_STATED EXERCISE A_. Return the part of the Chickasawhatchee hunt thread from "I hope I get" up to and including "had a bad day.", copied word for word.

****

# Chickasawhatchee a Blast (pics)



## SOS (Jan 13, 2008)

Hunt was great, but hunting wasn't so good.  A few pigs hit the dirt, but the other white meat was quite elusive.  But it is a purty place, and the turnout and company was incredible.  Little hunting, little swapping lies around the campfire and a little stump shooting.  What more could you want.....besides a broadside pig a 13 yards!


----------



## Al33 (Jan 14, 2008)

This was one of the most memorable hunts I have ever had the pleasure of participating in. It was great seeing some old friends and making some new ones. The campfire fellowships  in the evenings were a blast. We had somewhere close to 40 folks participate in this hunt and we were definitely a tent city at the campground.

Rapidfire and I arrived Thursday afternoon and spent the remainder of that day setting up camp and sharing food and fire with Dennis Rice and Jeff Roberts. Folks really started pouring in on Friday and Friday night's fire circle was big. More arrived on Saturday.

Thursday night brought strong winds with rain early Friday morning. The tarps flapping made for a restless night but we managed a few hours of good sleep before daylight. It was very warm on Thursday and Friday and didn't get cold until Friday night. We had light showers on Friday but clear skies for Saturday. Sunday morning brought a thick fog but it lifted about 9:00 a.m.. All in all the weather was not bad  but the warmer temps must have kept the game movement to a minimum because neither Mark or I saw the first pig. We found plenty of hog and buck sign and things always looked promising so we DID have some exciting hunts.

I hope I get this right when I say there were five pigs killed. One doe was killed by Dennis with his truck.

I did not take nearly enough photo's but when you are having that much fun it's hard to stop long enough to break the camera out.

Friday at mid day a few of us did a little judo shooting at anything that  looked like a target and SOS couldn't miss. He was dead-on the money at just about any distance. Good shootin' Steve!!!
Saturday we did it again with a much bigger group and my driver, rapidfire, was absolutely awesome with his little Grizzly recurve. That feller was hitting nearly everything he shot at. I was VERY impressed! No doubt had a hog showed itself to either Steve or Mark it would have had a bad day.

If you missed this hunt you sure missed a great time despite the few kills. My only regret, other than forgetting to get my Blob target when we left, was that I didn't have more time to share more campfires with so many of the others. To all who shared their food, drink, fires, and camaraderie, THANKS!


----------



## Al33 (Jan 14, 2008)

*More pic's*

Chickasawhatchee WMA is the second largest swamp in Georgia (19,000+ acres) and there are plenty of places for the wildlife to go and remain undetected.

Rapidfire and myself on our Saturday evening hunt then Dennis, myself, and Oconee Dan followed by Melvin Edwards and Marie Laveau. Melvin and Marie are flanked by Jeff Roberts on the left and Oconee Dan on the right.


----------



## Al33 (Jan 14, 2008)

*Campfire shots:*

Friday night group followed by Dan Beckwith aka Hatchet Dan because of the many bows he makes with a hatchet.

Oconee Dan standing and Lydell Vogel sitting then Rusty Thompson squatting and Jeff Roberts standing and Rusty with his son Clay who got an early start on getting some rest. I understand that little Clay had to keep up with Rusty and Chris on some long swamp treks but did it like a man.

****

_STATED EXERCISE B_. How many lines of the records below contain the string "Target"? Reply with the number only.

Records from a dataset
****

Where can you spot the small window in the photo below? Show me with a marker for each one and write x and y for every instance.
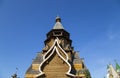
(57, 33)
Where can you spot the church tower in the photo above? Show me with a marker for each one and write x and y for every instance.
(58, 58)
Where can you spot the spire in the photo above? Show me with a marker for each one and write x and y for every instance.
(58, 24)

****

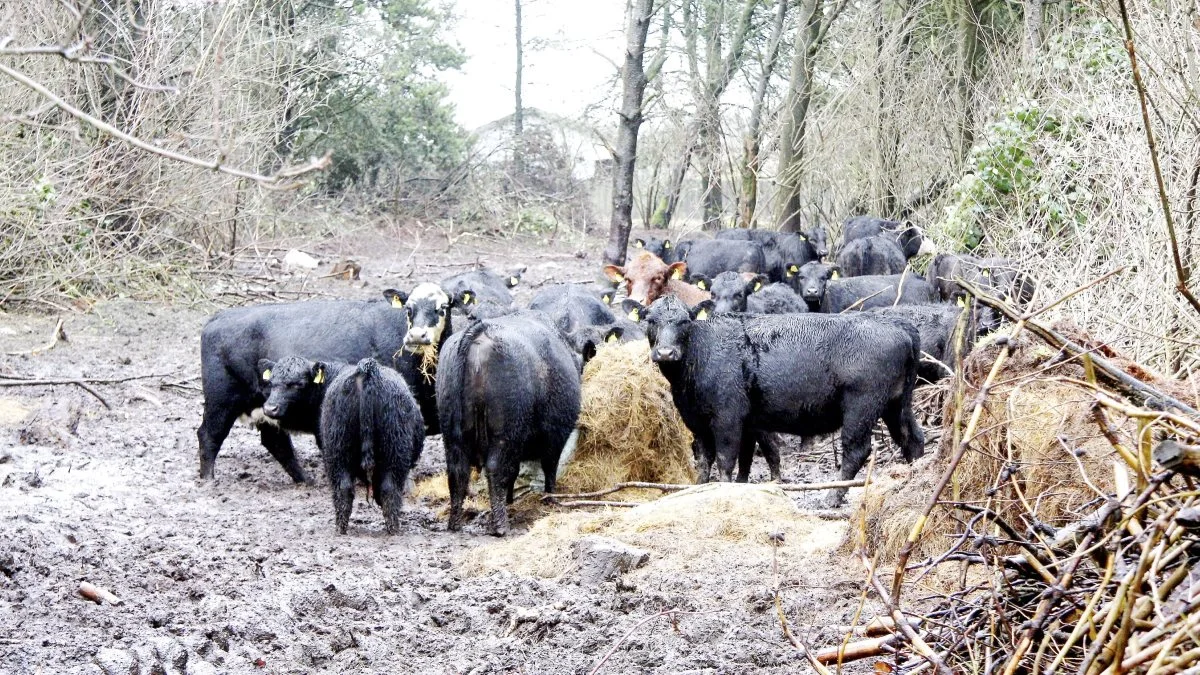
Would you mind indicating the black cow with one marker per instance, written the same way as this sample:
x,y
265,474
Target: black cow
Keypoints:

****

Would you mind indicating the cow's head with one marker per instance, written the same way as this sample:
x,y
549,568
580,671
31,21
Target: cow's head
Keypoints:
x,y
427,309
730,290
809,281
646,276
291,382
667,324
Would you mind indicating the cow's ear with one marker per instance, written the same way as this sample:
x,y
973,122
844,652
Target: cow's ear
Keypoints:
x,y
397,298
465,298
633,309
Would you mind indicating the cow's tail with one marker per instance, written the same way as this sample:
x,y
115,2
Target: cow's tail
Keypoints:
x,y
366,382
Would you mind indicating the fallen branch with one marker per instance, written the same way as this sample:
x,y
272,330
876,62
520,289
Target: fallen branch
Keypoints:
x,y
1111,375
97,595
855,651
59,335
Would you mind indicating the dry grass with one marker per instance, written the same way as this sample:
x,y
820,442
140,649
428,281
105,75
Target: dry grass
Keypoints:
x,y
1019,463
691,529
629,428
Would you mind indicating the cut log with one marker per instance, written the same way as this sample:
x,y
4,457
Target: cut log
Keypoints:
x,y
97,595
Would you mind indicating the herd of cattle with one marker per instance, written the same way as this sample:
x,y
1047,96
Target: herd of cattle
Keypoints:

****

_WORKED ANSWER A_.
I hope I get this right when I say there were five pigs killed. One doe was killed by Dennis with his truck.

I did not take nearly enough photo's but when you are having that much fun it's hard to stop long enough to break the camera out.

Friday at mid day a few of us did a little judo shooting at anything that  looked like a target and SOS couldn't miss. He was dead-on the money at just about any distance. Good shootin' Steve!!!
Saturday we did it again with a much bigger group and my driver, rapidfire, was absolutely awesome with his little Grizzly recurve. That feller was hitting nearly everything he shot at. I was VERY impressed! No doubt had a hog showed itself to either Steve or Mark it would have had a bad day.

_WORKED ANSWER B_. 8